### Short task
Copy the following listing word for word, from its first line to its last.

Pointing dataset excerpts
— begin —
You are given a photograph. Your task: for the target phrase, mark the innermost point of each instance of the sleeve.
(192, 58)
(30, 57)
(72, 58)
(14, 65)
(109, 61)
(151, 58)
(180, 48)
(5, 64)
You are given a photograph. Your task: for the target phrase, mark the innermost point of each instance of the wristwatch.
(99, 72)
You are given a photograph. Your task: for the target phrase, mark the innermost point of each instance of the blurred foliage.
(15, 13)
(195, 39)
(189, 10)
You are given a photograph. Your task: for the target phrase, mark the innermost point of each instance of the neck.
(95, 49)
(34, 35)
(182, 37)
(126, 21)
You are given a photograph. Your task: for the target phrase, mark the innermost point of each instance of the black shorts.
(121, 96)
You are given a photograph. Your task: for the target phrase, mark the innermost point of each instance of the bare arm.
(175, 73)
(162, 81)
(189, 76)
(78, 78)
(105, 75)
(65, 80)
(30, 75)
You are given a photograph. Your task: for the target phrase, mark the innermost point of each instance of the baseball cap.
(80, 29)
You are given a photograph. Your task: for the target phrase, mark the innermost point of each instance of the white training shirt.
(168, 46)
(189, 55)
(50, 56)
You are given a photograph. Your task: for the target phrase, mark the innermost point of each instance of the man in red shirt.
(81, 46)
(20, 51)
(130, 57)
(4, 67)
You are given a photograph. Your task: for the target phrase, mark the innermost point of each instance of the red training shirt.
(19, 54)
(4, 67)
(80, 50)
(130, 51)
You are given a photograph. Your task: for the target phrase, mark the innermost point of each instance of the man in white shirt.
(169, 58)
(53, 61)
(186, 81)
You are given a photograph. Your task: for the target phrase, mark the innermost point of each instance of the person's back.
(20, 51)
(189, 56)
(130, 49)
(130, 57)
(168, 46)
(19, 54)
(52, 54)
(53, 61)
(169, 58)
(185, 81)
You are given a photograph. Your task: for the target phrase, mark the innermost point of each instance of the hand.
— end —
### Solution for this exercise
You are given a photograph. Your task: for the target phrase, mark the innermost point of each instance of the sleeve.
(192, 58)
(30, 57)
(72, 58)
(14, 65)
(109, 61)
(151, 58)
(180, 48)
(5, 64)
You are given a photograph. Your task: for the target phrase, mark the innermost point of each instance of the wristwatch.
(99, 72)
You are given a photograph. Your task: for the target phrase, mark the innermost point of each instance of the blurred foliage.
(15, 13)
(195, 39)
(189, 10)
You are given a photograph. Your task: for the target phrase, mark the innermost point of each instance of the neck.
(95, 49)
(34, 35)
(182, 37)
(126, 21)
You are given a photograph. Your task: for the target phrase, mark the innermost point of each instance of the black shorts.
(121, 96)
You are given a photograph. Your task: for the target phrase, mark the innermost point of each instance of the bare arm.
(175, 73)
(162, 81)
(189, 76)
(78, 78)
(105, 75)
(65, 80)
(30, 75)
You are given a photograph. Your task: for the target phrase, mark the innermost point of each instance of the baseball cap.
(80, 29)
You are given a photograph. Your task: for the target phrase, mark the innermost point of each instance of the white training shirt.
(168, 46)
(189, 55)
(50, 56)
You are given a photograph. Your task: for the target phrase, mark the innermost point of each instance of the man in red shirt.
(81, 46)
(20, 51)
(130, 57)
(4, 67)
You are given a photograph. Your task: for the target phrase, mark the innermost point of each instance of the red training shirt.
(19, 54)
(4, 67)
(80, 50)
(130, 51)
You are given a photograph. Your task: for the target phrase, mark the innermost point of each instance of the man in white shirt.
(169, 58)
(53, 61)
(186, 81)
You are given a photograph. Your task: for the target phrase, mark the innermost point of each instance of the person's back.
(20, 51)
(189, 56)
(130, 49)
(130, 57)
(168, 46)
(19, 54)
(52, 54)
(53, 61)
(169, 58)
(185, 81)
You are given a photograph. Your task: for the target phrase, mark the innermost point of each instance of the hand.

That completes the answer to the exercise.